-------- Trecho citado

Ministro da Saúde sinaliza para novo ataque contra SUS: governo agora também quer o fim da gratuidade
Autor: Assessoria de Imprensa - SindSaúde-SP
10/06/2019
Em entrevista, Mandetta dá um show de sectarismo na defesa das medidas de desmonte da saúde pública; greve geral de 14 de junho é momento privilegiado para dizer um basta a este governo da morte
Há uma meia verdade na opinião de que o governo de extrema-direita de Jair Bolsonaro está imobilizado e nada faz. Se olharmos para propostas voltadas aos desenvolvimentos social e econômico esta afirmação é de uma veracidade absoluta. Mas se o foco for os desmontes do Estado, dos direitos sociais e trabalhistas e da soberania nacional, além de fake news, este governo é veloz e produz barbaridades cotidianas em grande quantidade. Em entrevista divulgada em 27 de maio no Programa Roda Viva, da TV Cultura, com o ministro da Saúde, Luiz Henrique Mandetta, foi possível recuperar algumas delas que vitimam a saúde pública. Em sua fala, Mandetta se vangloria de atacar o SUS – Sistema Único de Saúde com a proposta inimaginável de pôr fim à gratuidade no sistema.
A insensatez deste governo não tem limites quando se trata de atacar direitos e o Estado de Bem-Estar Social. É de conhecimento de todos, o inegável movimento feito por esta gestão para enfraquecer o SUS e, assim, favorecer as empresas nacionais e transnacionais de saúde. Ao avaliar os principais tópicos abordados na entrevista feita com Mandetta fica nítida a distopia que este governo representa. Nenhum Chefe do Executivo Federal desde 1988, quando a Constituição Federal estabeleceu as diretrizes do SUS, propôs uma aberração como esta de pôr fim à gratuidade.
Fim da gratuidade no SUS
O ministro foi incisivo em dizer que vai, sim, “provocar” o Congresso a defender o fim da gratuidade universal, uma das premissas basilares do SUS. Entre as mesquinhas e desqualificadas justificativas está, segundo ele, o de que “não é justo ou equânime uma pessoa que recebe 100 salários mínimos ter o atendimento 100% gratuito no SUS”. É novidade ver alguém deste governo preocupar-se com justiça, mas vamos aos fatos. Esta afirmação de Mandetta é um tanto frágil por desconsiderar que o percentual da população que ainda se sustenta nesta camada social não faz uso do sistema, quando muito usufrui das ações de vigilância e preventivas, por ter acesso a planos privados.

----------------

=== Problema ===
Você pode redigitar, sem nenhuma alteração, a parte da matéria sobre a gratuidade no SUS que se abre com as palavras que contêm "Fim da gratuidade no" e se fecha com "a planos privados."?

-------- Listagem fornecida

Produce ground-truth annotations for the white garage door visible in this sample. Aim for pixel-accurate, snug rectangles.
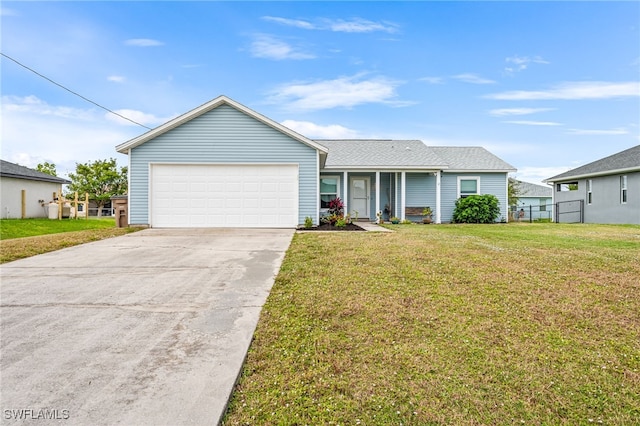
[150,164,298,228]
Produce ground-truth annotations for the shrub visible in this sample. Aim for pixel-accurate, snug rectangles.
[304,216,313,229]
[327,197,344,216]
[336,218,347,228]
[453,194,500,223]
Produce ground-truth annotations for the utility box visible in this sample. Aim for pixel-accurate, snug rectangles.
[111,195,129,228]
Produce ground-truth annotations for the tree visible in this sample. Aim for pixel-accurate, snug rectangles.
[69,158,127,216]
[36,161,58,176]
[453,194,500,223]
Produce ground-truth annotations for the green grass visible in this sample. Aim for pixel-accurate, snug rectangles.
[0,217,115,240]
[224,224,640,425]
[0,218,139,263]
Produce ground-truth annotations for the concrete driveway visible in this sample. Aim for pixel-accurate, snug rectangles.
[0,229,294,425]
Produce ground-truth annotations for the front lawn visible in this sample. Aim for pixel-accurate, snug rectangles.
[224,224,640,425]
[0,218,139,263]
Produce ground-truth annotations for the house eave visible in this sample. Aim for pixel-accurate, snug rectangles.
[543,167,640,184]
[116,96,328,156]
[322,165,446,173]
[442,169,518,173]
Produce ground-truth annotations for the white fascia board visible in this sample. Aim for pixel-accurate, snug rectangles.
[543,167,640,185]
[322,166,442,173]
[116,96,328,155]
[442,169,518,173]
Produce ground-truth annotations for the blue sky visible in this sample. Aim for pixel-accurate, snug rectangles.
[1,1,640,183]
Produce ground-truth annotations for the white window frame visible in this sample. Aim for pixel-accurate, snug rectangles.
[538,198,547,212]
[318,175,344,212]
[458,176,482,198]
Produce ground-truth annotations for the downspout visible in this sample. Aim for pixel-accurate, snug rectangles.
[342,172,349,214]
[376,171,380,221]
[436,170,442,223]
[400,171,407,220]
[393,172,398,217]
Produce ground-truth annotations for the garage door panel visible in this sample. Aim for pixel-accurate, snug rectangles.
[150,164,298,227]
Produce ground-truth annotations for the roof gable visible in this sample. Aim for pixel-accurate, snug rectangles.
[317,139,447,170]
[116,96,327,154]
[545,145,640,182]
[431,146,516,172]
[509,178,553,198]
[0,160,71,184]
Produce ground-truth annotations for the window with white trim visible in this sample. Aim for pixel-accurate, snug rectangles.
[458,176,480,198]
[320,176,340,209]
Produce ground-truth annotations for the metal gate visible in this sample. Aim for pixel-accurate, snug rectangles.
[556,200,584,223]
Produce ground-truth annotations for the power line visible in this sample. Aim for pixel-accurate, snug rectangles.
[0,52,151,130]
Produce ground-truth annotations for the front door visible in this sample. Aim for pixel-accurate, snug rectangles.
[349,177,370,218]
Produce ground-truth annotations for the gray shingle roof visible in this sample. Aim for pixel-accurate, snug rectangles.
[0,160,71,184]
[509,178,553,198]
[430,146,516,172]
[316,139,447,170]
[546,145,640,182]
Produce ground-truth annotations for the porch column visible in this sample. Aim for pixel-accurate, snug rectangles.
[342,172,349,216]
[400,172,407,220]
[376,172,380,223]
[393,172,398,217]
[436,170,442,223]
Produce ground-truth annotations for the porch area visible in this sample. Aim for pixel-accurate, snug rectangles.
[319,170,441,223]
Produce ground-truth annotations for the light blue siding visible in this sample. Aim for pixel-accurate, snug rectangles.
[405,173,436,221]
[129,105,318,225]
[440,173,509,222]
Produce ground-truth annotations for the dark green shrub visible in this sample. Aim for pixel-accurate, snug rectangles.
[453,194,500,223]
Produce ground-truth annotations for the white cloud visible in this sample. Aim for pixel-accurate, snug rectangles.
[281,120,358,139]
[485,81,640,101]
[0,7,20,16]
[326,18,398,33]
[269,75,407,111]
[2,96,93,119]
[419,77,444,84]
[262,16,318,30]
[251,34,315,61]
[503,120,562,126]
[262,16,398,33]
[451,73,495,84]
[565,128,629,135]
[489,108,556,117]
[124,38,164,47]
[105,109,173,127]
[504,55,549,73]
[2,96,136,175]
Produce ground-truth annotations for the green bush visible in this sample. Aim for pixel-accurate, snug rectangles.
[304,216,313,229]
[453,194,500,223]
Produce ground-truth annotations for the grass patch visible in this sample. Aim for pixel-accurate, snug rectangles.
[0,218,115,240]
[0,218,139,263]
[224,224,640,425]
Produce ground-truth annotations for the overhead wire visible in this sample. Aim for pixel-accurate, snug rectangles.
[0,52,151,130]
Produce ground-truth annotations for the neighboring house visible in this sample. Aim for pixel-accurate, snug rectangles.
[0,160,71,219]
[509,178,553,220]
[116,96,515,227]
[545,145,640,224]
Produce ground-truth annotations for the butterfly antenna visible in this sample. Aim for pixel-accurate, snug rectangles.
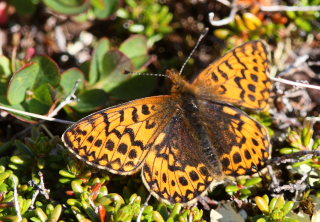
[124,71,169,78]
[179,28,209,75]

----------------

=== Resposta ===
Fim da gratuidade no SUS
O ministro foi incisivo em dizer que vai, sim, “provocar” o Congresso a defender o fim da gratuidade universal, uma das premissas basilares do SUS. Entre as mesquinhas e desqualificadas justificativas está, segundo ele, o de que “não é justo ou equânime uma pessoa que recebe 100 salários mínimos ter o atendimento 100% gratuito no SUS”. É novidade ver alguém deste governo preocupar-se com justiça, mas vamos aos fatos. Esta afirmação de Mandetta é um tanto frágil por desconsiderar que o percentual da população que ainda se sustenta nesta camada social não faz uso do sistema, quando muito usufrui das ações de vigilância e preventivas, por ter acesso a planos privados.